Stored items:

::::

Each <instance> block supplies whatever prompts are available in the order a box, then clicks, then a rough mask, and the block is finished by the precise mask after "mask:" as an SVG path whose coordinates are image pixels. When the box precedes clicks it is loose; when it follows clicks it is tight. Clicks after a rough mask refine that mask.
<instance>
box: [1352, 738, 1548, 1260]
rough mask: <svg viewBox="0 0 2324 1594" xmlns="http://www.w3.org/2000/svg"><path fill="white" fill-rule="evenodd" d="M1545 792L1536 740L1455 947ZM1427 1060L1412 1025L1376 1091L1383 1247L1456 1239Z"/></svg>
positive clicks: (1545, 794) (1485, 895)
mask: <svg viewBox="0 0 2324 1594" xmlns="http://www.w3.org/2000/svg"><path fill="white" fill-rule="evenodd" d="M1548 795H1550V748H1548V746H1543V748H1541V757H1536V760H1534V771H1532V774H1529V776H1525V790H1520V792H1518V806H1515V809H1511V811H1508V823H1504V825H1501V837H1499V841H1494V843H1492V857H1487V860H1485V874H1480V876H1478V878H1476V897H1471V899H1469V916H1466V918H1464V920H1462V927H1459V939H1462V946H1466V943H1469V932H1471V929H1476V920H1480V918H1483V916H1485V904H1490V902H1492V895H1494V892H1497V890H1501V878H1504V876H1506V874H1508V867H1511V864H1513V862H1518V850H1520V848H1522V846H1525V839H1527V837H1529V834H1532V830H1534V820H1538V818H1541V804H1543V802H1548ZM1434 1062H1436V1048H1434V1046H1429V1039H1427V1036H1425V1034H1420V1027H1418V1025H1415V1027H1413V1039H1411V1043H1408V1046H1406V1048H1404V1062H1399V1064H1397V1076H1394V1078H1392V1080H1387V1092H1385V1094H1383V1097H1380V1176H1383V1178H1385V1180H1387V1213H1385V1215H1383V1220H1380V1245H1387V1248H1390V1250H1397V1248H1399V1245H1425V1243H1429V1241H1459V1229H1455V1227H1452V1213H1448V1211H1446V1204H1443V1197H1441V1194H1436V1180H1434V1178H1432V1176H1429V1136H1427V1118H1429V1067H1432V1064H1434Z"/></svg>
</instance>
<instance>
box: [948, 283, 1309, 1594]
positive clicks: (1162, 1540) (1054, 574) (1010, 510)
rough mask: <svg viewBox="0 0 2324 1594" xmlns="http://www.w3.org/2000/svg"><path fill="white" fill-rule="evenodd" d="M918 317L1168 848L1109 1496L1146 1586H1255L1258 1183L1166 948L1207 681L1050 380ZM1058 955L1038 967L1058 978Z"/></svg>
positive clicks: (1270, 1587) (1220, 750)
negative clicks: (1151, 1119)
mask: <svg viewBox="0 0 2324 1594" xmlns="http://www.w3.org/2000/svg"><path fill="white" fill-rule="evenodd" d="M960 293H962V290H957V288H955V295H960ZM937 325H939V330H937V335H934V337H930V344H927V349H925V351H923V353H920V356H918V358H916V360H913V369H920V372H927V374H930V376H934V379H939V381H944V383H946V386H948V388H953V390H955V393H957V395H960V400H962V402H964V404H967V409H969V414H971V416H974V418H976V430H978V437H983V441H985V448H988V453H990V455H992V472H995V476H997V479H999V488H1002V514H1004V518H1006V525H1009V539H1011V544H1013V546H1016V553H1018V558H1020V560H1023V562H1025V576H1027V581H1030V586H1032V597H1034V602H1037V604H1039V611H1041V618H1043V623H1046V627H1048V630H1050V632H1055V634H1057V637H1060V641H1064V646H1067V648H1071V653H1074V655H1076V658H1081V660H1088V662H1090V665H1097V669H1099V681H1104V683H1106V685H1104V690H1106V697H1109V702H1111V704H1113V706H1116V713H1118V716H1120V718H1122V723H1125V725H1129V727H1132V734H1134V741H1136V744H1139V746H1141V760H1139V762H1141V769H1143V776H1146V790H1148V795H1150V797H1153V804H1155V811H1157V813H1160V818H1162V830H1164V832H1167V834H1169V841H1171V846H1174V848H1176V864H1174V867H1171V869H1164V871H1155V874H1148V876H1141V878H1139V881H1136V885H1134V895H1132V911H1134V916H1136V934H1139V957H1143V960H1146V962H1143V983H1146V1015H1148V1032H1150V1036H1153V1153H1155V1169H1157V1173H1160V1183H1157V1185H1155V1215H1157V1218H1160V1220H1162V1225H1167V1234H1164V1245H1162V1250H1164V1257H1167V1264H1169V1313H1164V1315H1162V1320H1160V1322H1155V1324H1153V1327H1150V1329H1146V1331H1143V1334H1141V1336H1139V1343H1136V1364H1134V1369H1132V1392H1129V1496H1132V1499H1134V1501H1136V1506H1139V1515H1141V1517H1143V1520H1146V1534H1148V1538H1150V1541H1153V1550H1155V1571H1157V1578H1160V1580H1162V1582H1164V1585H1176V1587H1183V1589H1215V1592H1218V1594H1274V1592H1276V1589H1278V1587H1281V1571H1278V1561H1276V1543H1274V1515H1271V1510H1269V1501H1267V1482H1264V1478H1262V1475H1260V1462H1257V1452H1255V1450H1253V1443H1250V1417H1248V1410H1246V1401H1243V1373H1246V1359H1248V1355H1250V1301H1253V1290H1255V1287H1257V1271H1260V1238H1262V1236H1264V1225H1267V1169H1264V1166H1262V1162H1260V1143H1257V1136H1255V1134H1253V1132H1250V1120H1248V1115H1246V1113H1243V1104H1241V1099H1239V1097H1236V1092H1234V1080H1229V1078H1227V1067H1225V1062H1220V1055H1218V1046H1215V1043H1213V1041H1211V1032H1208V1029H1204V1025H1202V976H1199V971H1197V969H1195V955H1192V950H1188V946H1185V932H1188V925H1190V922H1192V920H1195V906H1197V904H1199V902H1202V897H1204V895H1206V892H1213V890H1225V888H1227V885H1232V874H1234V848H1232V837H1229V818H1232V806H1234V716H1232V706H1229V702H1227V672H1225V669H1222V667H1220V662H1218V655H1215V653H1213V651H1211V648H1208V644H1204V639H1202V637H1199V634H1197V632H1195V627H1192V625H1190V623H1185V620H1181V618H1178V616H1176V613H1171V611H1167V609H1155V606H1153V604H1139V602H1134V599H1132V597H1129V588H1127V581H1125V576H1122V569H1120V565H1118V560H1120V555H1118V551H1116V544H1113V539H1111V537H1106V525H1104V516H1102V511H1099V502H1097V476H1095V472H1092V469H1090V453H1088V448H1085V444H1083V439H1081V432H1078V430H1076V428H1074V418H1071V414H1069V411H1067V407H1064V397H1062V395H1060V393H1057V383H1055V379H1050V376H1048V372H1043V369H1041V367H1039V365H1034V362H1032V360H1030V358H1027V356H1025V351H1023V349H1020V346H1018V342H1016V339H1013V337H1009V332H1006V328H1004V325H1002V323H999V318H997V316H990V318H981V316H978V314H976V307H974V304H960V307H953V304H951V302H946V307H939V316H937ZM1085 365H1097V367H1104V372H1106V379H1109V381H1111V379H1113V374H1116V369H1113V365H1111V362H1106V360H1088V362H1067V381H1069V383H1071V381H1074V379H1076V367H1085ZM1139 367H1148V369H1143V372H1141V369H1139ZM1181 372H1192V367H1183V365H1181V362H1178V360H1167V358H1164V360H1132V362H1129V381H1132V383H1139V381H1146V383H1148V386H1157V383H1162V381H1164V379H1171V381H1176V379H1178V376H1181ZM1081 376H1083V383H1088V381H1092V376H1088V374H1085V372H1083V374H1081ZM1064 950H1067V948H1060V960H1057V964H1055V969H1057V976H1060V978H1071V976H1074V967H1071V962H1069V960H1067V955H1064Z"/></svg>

::::

▸ WHAT THIS TASK INVOLVES:
Copy every one of the items above character for character.

▸ SOLUTION:
Each <instance> block supplies whatever prompts are available in the order a box, then clicks, then a rough mask, and the block is finished by the precise mask after "mask:" as an SVG path whose coordinates are image pixels. When the box precedes clicks it is loose; when it follows clicks it is tight. Clicks after a rough mask refine that mask.
<instance>
box: [1352, 738, 1548, 1260]
rough mask: <svg viewBox="0 0 2324 1594" xmlns="http://www.w3.org/2000/svg"><path fill="white" fill-rule="evenodd" d="M1545 792L1536 740L1455 947ZM1427 1060L1412 1025L1376 1091L1383 1247L1456 1239Z"/></svg>
positive clicks: (1545, 794) (1485, 895)
mask: <svg viewBox="0 0 2324 1594" xmlns="http://www.w3.org/2000/svg"><path fill="white" fill-rule="evenodd" d="M1548 795H1550V748H1548V746H1543V748H1541V757H1536V760H1534V771H1532V774H1529V776H1525V790H1520V792H1518V806H1515V809H1511V811H1508V823H1504V825H1501V837H1499V841H1494V843H1492V857H1487V860H1485V874H1480V876H1478V878H1476V897H1471V899H1469V916H1466V918H1464V920H1462V927H1459V939H1462V946H1466V943H1469V932H1471V929H1476V920H1480V918H1483V916H1485V904H1490V902H1492V895H1494V892H1497V890H1501V878H1504V876H1506V874H1508V867H1511V864H1513V862H1518V850H1520V848H1522V846H1525V839H1527V837H1529V834H1532V830H1534V820H1538V818H1541V804H1543V802H1548ZM1434 1062H1436V1048H1434V1046H1429V1039H1427V1036H1425V1034H1420V1027H1418V1025H1415V1027H1413V1039H1411V1043H1408V1046H1406V1048H1404V1062H1399V1064H1397V1076H1394V1078H1392V1080H1387V1092H1385V1094H1383V1097H1380V1176H1383V1178H1385V1180H1387V1213H1385V1215H1383V1220H1380V1245H1387V1248H1390V1250H1397V1248H1399V1245H1425V1243H1429V1241H1459V1229H1455V1227H1452V1213H1448V1211H1446V1204H1443V1197H1441V1194H1436V1180H1434V1178H1432V1176H1429V1136H1427V1118H1429V1067H1432V1064H1434Z"/></svg>
</instance>
<instance>
box: [948, 283, 1309, 1594]
positive clicks: (1162, 1540) (1054, 574) (1010, 510)
rough mask: <svg viewBox="0 0 2324 1594" xmlns="http://www.w3.org/2000/svg"><path fill="white" fill-rule="evenodd" d="M918 317L1168 848L1109 1496L1146 1586H1255L1258 1183L1166 948L1207 681L1050 380ZM1058 955L1038 967L1058 978Z"/></svg>
positive clicks: (1270, 1587) (1220, 750)
negative clicks: (1151, 1119)
mask: <svg viewBox="0 0 2324 1594" xmlns="http://www.w3.org/2000/svg"><path fill="white" fill-rule="evenodd" d="M960 293H962V290H957V288H955V295H960ZM937 325H939V330H937V335H934V337H930V344H927V349H925V351H923V353H920V356H918V358H916V360H913V369H920V372H927V374H930V376H934V379H939V381H944V383H946V386H948V388H953V390H955V393H957V395H960V400H962V402H964V404H967V409H969V414H971V416H974V418H976V430H978V437H983V441H985V448H988V453H990V455H992V472H995V476H997V479H999V488H1002V514H1004V518H1006V525H1009V539H1011V544H1013V546H1016V553H1018V558H1020V560H1023V562H1025V576H1027V581H1030V586H1032V597H1034V602H1037V604H1039V611H1041V618H1043V623H1046V627H1048V630H1050V632H1055V634H1057V637H1060V641H1064V646H1067V648H1071V653H1074V655H1076V658H1081V660H1088V662H1090V665H1097V669H1099V681H1104V683H1106V685H1104V690H1106V697H1109V702H1111V704H1113V706H1116V713H1118V716H1120V718H1122V723H1125V725H1129V727H1132V734H1134V741H1136V744H1139V746H1141V760H1139V762H1141V769H1143V776H1146V790H1148V795H1150V797H1153V804H1155V811H1157V813H1160V818H1162V830H1164V832H1167V834H1169V841H1171V846H1174V848H1176V864H1174V867H1171V869H1164V871H1155V874H1148V876H1141V878H1139V881H1136V885H1134V895H1132V911H1134V916H1136V934H1139V957H1143V960H1146V962H1143V983H1146V1015H1148V1032H1150V1036H1153V1153H1155V1169H1157V1173H1160V1183H1157V1185H1155V1215H1157V1218H1160V1220H1162V1225H1167V1234H1164V1245H1162V1250H1164V1257H1167V1264H1169V1313H1164V1315H1162V1320H1160V1322H1155V1324H1153V1327H1150V1329H1146V1331H1143V1334H1141V1336H1139V1343H1136V1364H1134V1369H1132V1392H1129V1496H1132V1499H1134V1501H1136V1506H1139V1515H1141V1517H1143V1520H1146V1534H1148V1538H1150V1541H1153V1550H1155V1571H1157V1578H1160V1580H1162V1582H1164V1585H1176V1587H1183V1589H1215V1592H1218V1594H1274V1592H1276V1589H1278V1587H1281V1571H1278V1561H1276V1543H1274V1515H1271V1510H1269V1501H1267V1482H1264V1478H1262V1475H1260V1462H1257V1452H1255V1450H1253V1443H1250V1417H1248V1410H1246V1401H1243V1373H1246V1359H1248V1355H1250V1301H1253V1290H1255V1287H1257V1271H1260V1238H1262V1236H1264V1225H1267V1169H1264V1166H1262V1162H1260V1143H1257V1136H1255V1134H1253V1132H1250V1120H1248V1115H1246V1113H1243V1104H1241V1099H1239V1097H1236V1092H1234V1080H1229V1078H1227V1067H1225V1062H1220V1055H1218V1046H1215V1043H1213V1041H1211V1032H1208V1029H1204V1025H1202V976H1199V971H1197V969H1195V955H1192V950H1188V946H1185V932H1188V925H1190V922H1192V920H1195V906H1197V904H1199V902H1202V897H1204V895H1206V892H1213V890H1225V888H1227V885H1232V874H1234V848H1232V837H1229V818H1232V806H1234V716H1232V706H1229V702H1227V672H1225V669H1222V667H1220V662H1218V655H1215V653H1213V651H1211V648H1208V644H1204V639H1202V637H1199V634H1197V632H1195V627H1192V625H1190V623H1185V620H1181V618H1178V616H1176V613H1171V611H1167V609H1155V606H1153V604H1139V602H1134V599H1132V597H1129V588H1127V581H1125V576H1122V569H1120V565H1118V560H1120V555H1118V551H1116V544H1113V539H1111V537H1106V525H1104V516H1102V511H1099V502H1097V476H1095V472H1092V469H1090V453H1088V448H1085V444H1083V439H1081V432H1078V430H1076V428H1074V418H1071V414H1069V411H1067V407H1064V397H1062V395H1060V393H1057V383H1055V379H1050V376H1048V372H1043V369H1041V367H1039V365H1034V362H1032V360H1030V358H1027V356H1025V351H1023V349H1020V346H1018V342H1016V339H1013V337H1009V332H1006V328H1004V325H1002V323H999V318H997V316H990V318H981V316H978V314H976V307H974V304H960V307H953V304H951V302H946V307H939V316H937ZM1085 365H1097V367H1104V372H1106V379H1109V381H1111V379H1113V374H1116V369H1113V365H1111V362H1106V360H1088V362H1067V381H1069V383H1071V381H1074V379H1076V367H1085ZM1139 367H1148V369H1143V372H1141V369H1139ZM1181 372H1192V367H1183V365H1181V362H1178V360H1167V358H1164V360H1132V362H1129V381H1132V383H1139V381H1146V383H1148V386H1157V383H1162V381H1164V379H1171V381H1176V379H1178V376H1181ZM1081 376H1083V383H1088V381H1092V376H1088V374H1085V372H1083V374H1081ZM1064 950H1067V948H1060V960H1057V964H1055V969H1057V976H1060V978H1071V976H1074V967H1071V962H1069V960H1067V955H1064Z"/></svg>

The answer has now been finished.